*** Opening RECORDED INFORMATION ***

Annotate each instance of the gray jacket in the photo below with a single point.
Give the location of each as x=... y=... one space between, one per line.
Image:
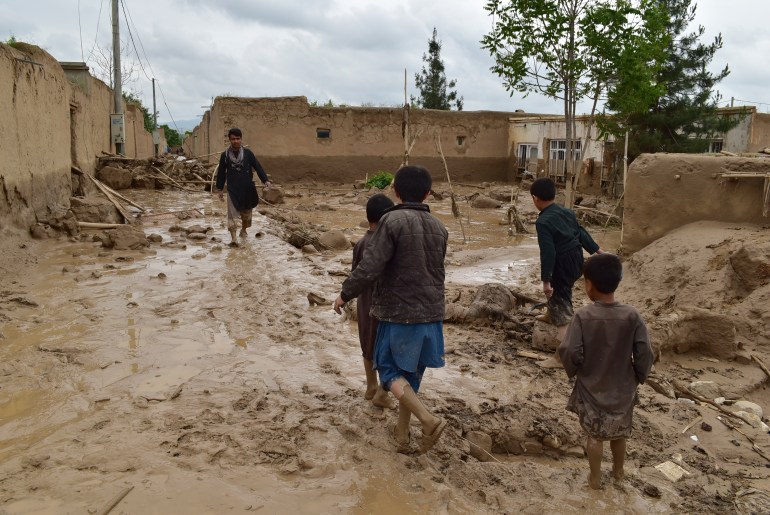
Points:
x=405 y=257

*** Closing RECORDED INFORMATION ***
*** Opening RECORDED INFORMATION ***

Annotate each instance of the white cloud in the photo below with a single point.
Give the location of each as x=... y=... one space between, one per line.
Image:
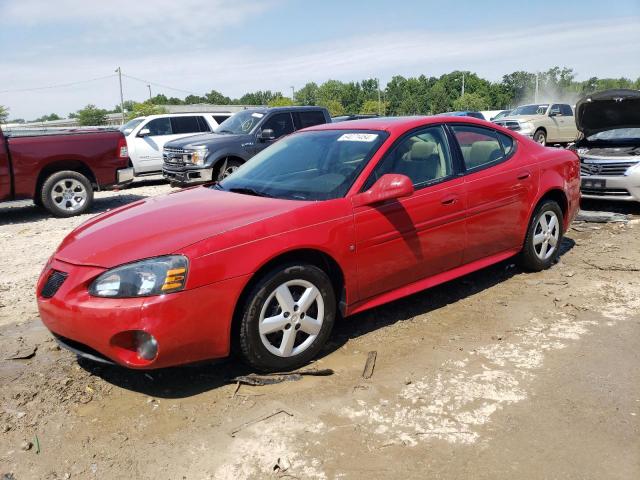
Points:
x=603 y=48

*** Closing RECORDED INFORMATION ***

Each line in the material with "below" in it must be reported.

## TASK SOLUTION
Annotate each instance of the gray jacket in the photo below with a single point.
Annotate each instance of the white cloud in the photo below with a single point.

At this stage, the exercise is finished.